** start Provided passage **

TV Series Review
As of this writing, it's been nearly two weeks since Pokémon Go was released to the American masses. The new-game smell has worn off, perhaps, but intrepid players are still staggering through the streets, spraying themselves with virtual incense and flinging Poké balls with weary flicks of the thumb. They stumble from stop to stop, occasionally pausing to battle fellow Poké vets for prestige.
When the battle is done, they reel around and shuffle off again in search of more of those elusive, rare, strangely marketable critters.
"Gotta catch 'em all," they rattle in dry whispers.
Yes, being a Pokémon trainer can take its toll. So just imagine being at it for 19 seasons.
An Oddish Job
Such is the case for Ash Ketchum, protagonist of the (obviously) long-running Pokémon television series. Professor Oak gave Ash his first Pokémon—a charming little Pikachu that, for all its cuteness, can still zap you something awful—when Ash was a mere lad of 10. And while most children his age are, y'know, riding bikes and going to school and stuff, Ash has been making his way in the surprisingly fierce world of Pokémon training, meeting new friends and picking up pocket monsters all the while.
In the show's current iteration, Pokemon XYZ, Ash is hanging out with boy-genius Clemont, his little sister, Bonnie, and Serena, a young lass who may bat a fluttering eyelash or two at our brave, intrepid Pikachu owner. Is there love in the air? Should Serena's mother really allow her young daughter to gallivant unsupervised across the country for years on end with a boy she has a crush on? Well, Plugged In would certainly not advocate this sort of lackadaisical parenting. But no matter: Ash only has eyes for his pocket monsters.

** end Provided passage **
** start Dataset records **

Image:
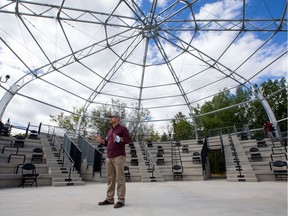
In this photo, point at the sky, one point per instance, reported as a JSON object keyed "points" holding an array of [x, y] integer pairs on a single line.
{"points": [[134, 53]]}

** end Dataset records **
** start Dataset records **

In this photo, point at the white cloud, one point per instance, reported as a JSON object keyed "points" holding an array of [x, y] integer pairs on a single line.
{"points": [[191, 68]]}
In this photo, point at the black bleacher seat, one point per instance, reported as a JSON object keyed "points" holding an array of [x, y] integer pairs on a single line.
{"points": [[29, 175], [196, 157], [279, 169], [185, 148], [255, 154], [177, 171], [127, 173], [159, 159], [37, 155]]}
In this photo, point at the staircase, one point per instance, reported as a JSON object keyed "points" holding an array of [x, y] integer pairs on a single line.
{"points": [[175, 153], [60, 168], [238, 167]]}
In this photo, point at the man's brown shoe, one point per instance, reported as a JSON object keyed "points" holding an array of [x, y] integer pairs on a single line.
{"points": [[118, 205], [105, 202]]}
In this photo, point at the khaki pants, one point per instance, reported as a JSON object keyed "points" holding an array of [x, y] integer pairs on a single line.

** end Dataset records **

◆ Request A
In the Pokémon series review, who gave Ash his first Pokémon, and how old was Ash then?
◆ Request B
Continue the Pokémon series review from where it stops.

◆ Task output A
Professor Oak gave it to him when he was 10.

◆ Task output B
And really, who has time for romance when Team Rocket—comprised of fuchsia-haired Jessie, periwinkle-haired James and, um, cream-furred Meowth—is constantly trying to steal Ash's Pokémon? Those dastardly antagonists will stop at nothing to spoil Ash's all-consuming climb to the top of the Pokémon heap.
Well, they may stop to sing a song, or two, but that's about it.
They're Not Mankeying Around
Pokemon XYZ, as is the case with the show's previous iterations, is a relatively innocuous show. While many anime programs can be steeped in Eastern spirituality or occult trappings, the Pokémon that litter the countryside are kinda … naturalistic? Admittedly, these hybridized bugs, birds, fishes and critters have powers that'd make even Thor envious, but they're not intended to be water spirits or extraterrestrial demigods or whatnot. They're more like animals. Animals that trainers capture against their will, force to live in tiny spherical homes much smaller than their bodies and send out to do battle with other similarly enslaved creatures.
But they love it! Really! Once they're captured, these Pokémon bond with their captors, and they would die—or, in this world, faint—to further their trainers' worldly prestige. As such, the show serves as a virtual fantasy of sorts for those watching. I mean, what young viewer wouldn't want a whole host of magical creatures at his beck and call, always eager to do his bidding? (In fact, I could use a few magical creatures right now to finish this review.)
That whole "fainting" thing is important to note here. While there are battles aplenty in Pokémon XYZ, they're not particularly violent, not at all bloody and never, ever end in death. These fights are about as visceral as two plastic action figures throwing down.
There are a few other mild concerns. Jessie flaunts her cartoon abs in a midriff-baring outfit (as some of Ash's other female friends have done over the years). Team Rocket engages not just in underhanded, villainous behavior, but in some name-calling, too.
But in a television landscape where even cartoons are trying to appeal to ever-older viewers and growing increasingly dark and cynical as they do so (I'm looking at you, Adventure Time), Pokémon XYZ is still unabashedly meant for kids. It reminded me a little of the old Hanna-Barbera Saturday morning cartoons that I used to watch as a kid—ones where the good guys were good, the bad guys were silly and no one ever really got hurt.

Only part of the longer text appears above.